What you have to do: From the top of the entries, reproduce each line exactly, stopping after the line that contains "Target: green meadow backdrop". Omit pictures.

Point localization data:
+-------+

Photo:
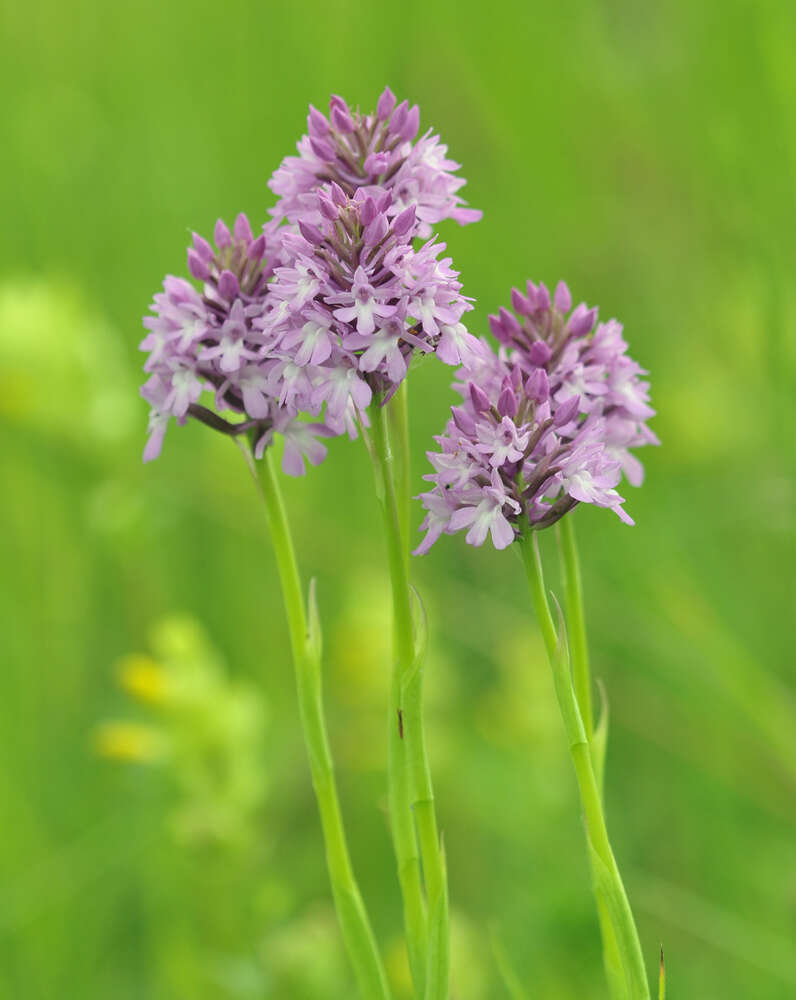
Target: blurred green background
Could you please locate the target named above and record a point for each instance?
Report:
(643, 151)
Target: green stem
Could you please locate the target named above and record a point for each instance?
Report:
(354, 922)
(573, 594)
(408, 767)
(612, 903)
(581, 675)
(398, 415)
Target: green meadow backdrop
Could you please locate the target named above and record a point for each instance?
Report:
(646, 153)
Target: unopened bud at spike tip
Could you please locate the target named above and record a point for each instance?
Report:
(202, 247)
(228, 286)
(197, 266)
(543, 297)
(310, 233)
(520, 303)
(257, 248)
(539, 353)
(328, 208)
(405, 221)
(537, 386)
(317, 124)
(341, 118)
(507, 403)
(509, 322)
(398, 119)
(563, 297)
(377, 163)
(221, 235)
(338, 195)
(368, 211)
(385, 105)
(412, 124)
(376, 231)
(479, 398)
(322, 148)
(243, 231)
(566, 412)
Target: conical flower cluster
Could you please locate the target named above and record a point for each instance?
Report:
(545, 423)
(376, 152)
(292, 332)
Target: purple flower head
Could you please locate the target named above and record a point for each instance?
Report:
(214, 342)
(375, 153)
(545, 423)
(354, 300)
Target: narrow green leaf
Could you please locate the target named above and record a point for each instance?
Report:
(438, 978)
(608, 887)
(314, 634)
(599, 740)
(562, 678)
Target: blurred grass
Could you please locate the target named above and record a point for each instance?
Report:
(644, 152)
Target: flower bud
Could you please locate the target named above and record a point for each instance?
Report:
(328, 208)
(479, 398)
(197, 266)
(385, 105)
(567, 411)
(221, 235)
(509, 322)
(377, 163)
(322, 148)
(257, 248)
(317, 124)
(338, 195)
(582, 320)
(404, 222)
(520, 303)
(341, 117)
(496, 326)
(202, 247)
(543, 297)
(311, 233)
(228, 286)
(507, 402)
(539, 353)
(563, 297)
(398, 119)
(463, 420)
(368, 211)
(376, 231)
(243, 231)
(412, 124)
(537, 386)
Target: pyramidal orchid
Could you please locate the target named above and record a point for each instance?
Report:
(376, 152)
(546, 422)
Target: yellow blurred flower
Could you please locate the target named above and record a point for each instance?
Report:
(128, 741)
(143, 678)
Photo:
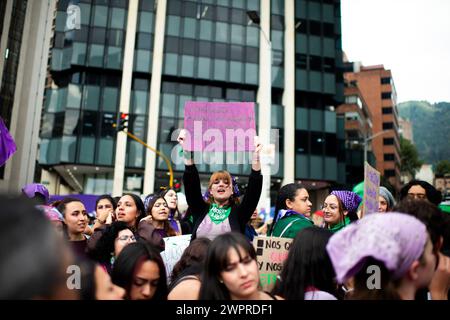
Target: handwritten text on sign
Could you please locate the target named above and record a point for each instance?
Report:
(219, 126)
(371, 189)
(271, 252)
(174, 248)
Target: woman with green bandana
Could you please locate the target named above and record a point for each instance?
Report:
(339, 209)
(221, 212)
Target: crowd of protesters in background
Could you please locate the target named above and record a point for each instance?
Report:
(120, 254)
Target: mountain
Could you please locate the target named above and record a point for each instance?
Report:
(431, 128)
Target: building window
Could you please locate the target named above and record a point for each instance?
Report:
(389, 173)
(386, 95)
(387, 110)
(386, 80)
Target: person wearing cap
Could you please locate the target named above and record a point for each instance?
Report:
(387, 256)
(385, 200)
(37, 193)
(55, 217)
(340, 209)
(292, 211)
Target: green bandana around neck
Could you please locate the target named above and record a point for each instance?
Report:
(340, 225)
(218, 215)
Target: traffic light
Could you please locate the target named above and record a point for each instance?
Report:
(122, 121)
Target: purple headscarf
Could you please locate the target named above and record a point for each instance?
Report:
(30, 190)
(396, 239)
(350, 199)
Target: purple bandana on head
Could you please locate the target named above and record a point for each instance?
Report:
(396, 239)
(350, 199)
(30, 190)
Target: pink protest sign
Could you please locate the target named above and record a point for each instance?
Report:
(219, 126)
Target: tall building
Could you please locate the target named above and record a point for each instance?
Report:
(147, 58)
(377, 87)
(25, 29)
(358, 126)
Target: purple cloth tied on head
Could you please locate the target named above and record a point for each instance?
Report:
(350, 199)
(30, 190)
(396, 239)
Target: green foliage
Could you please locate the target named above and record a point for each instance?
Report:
(442, 168)
(409, 156)
(431, 129)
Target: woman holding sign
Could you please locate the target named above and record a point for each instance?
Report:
(340, 208)
(222, 212)
(293, 211)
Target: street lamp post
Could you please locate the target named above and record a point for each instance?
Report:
(264, 98)
(367, 139)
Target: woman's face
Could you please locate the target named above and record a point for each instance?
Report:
(124, 238)
(330, 210)
(241, 276)
(171, 198)
(145, 281)
(221, 190)
(127, 211)
(105, 289)
(75, 217)
(301, 203)
(382, 204)
(104, 205)
(160, 210)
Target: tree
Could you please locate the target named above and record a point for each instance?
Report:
(409, 156)
(442, 168)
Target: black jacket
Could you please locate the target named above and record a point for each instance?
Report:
(239, 215)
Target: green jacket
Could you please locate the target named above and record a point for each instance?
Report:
(299, 222)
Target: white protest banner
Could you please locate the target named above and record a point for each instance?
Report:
(270, 254)
(371, 189)
(174, 249)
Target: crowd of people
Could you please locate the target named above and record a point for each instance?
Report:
(44, 246)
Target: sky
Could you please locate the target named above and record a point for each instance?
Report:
(409, 37)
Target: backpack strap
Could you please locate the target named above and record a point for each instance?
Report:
(288, 226)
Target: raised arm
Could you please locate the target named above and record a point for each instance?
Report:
(191, 180)
(251, 197)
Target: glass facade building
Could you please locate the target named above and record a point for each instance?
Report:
(211, 53)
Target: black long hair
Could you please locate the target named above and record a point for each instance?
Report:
(288, 191)
(217, 261)
(433, 195)
(194, 254)
(308, 264)
(127, 262)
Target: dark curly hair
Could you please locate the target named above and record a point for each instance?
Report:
(194, 254)
(105, 244)
(433, 195)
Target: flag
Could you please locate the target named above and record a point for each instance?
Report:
(7, 144)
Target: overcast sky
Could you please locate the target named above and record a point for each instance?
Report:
(409, 37)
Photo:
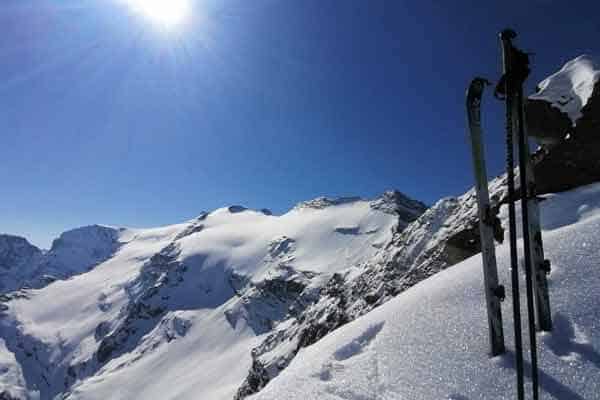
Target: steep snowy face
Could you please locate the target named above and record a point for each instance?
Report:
(76, 251)
(18, 261)
(564, 118)
(431, 342)
(570, 88)
(197, 297)
(80, 249)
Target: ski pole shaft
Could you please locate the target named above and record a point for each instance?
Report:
(526, 239)
(505, 38)
(494, 292)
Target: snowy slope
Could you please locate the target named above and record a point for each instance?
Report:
(570, 88)
(182, 304)
(430, 342)
(74, 252)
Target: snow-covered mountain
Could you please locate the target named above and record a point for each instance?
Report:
(196, 297)
(330, 300)
(22, 265)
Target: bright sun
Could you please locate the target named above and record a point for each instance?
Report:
(168, 13)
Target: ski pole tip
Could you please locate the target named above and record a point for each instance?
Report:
(508, 34)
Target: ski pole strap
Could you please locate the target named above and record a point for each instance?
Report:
(518, 69)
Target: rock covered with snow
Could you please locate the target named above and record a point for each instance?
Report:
(431, 342)
(564, 117)
(209, 289)
(570, 89)
(444, 235)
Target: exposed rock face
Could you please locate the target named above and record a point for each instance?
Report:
(445, 234)
(564, 117)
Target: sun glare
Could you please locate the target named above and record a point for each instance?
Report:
(167, 13)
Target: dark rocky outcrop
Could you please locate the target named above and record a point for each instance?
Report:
(570, 155)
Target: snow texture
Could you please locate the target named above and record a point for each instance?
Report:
(430, 342)
(570, 88)
(183, 304)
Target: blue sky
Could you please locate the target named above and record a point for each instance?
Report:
(108, 118)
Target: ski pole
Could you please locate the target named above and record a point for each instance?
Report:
(505, 86)
(521, 70)
(494, 292)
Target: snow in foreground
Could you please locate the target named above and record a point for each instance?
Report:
(431, 341)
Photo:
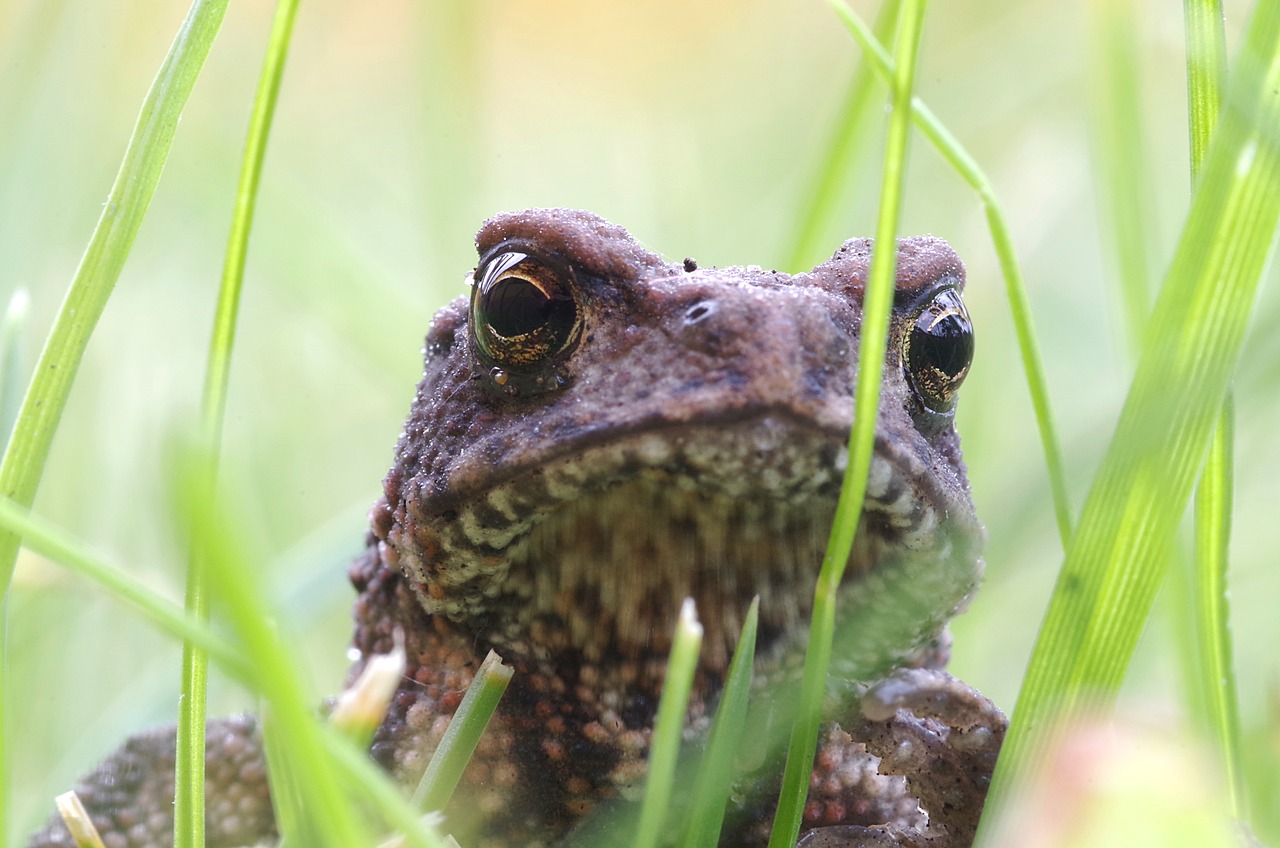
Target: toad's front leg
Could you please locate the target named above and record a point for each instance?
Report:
(129, 796)
(931, 729)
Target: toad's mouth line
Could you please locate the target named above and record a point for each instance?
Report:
(593, 551)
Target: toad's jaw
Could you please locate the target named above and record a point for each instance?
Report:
(592, 552)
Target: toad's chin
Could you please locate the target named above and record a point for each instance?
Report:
(592, 555)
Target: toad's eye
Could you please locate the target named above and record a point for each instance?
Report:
(938, 349)
(524, 313)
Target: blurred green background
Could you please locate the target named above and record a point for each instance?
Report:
(402, 124)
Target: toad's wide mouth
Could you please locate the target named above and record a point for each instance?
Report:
(592, 552)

+-------+

Reply:
Photo:
Target: blurred green background
Could you please locate the target named above and record a point for each instance?
Report:
(643, 151)
Target: green stem
Could you please locate the target named above and record a point for each instance?
Report:
(354, 922)
(573, 594)
(408, 767)
(612, 903)
(581, 675)
(398, 415)
Target: green meadow backdrop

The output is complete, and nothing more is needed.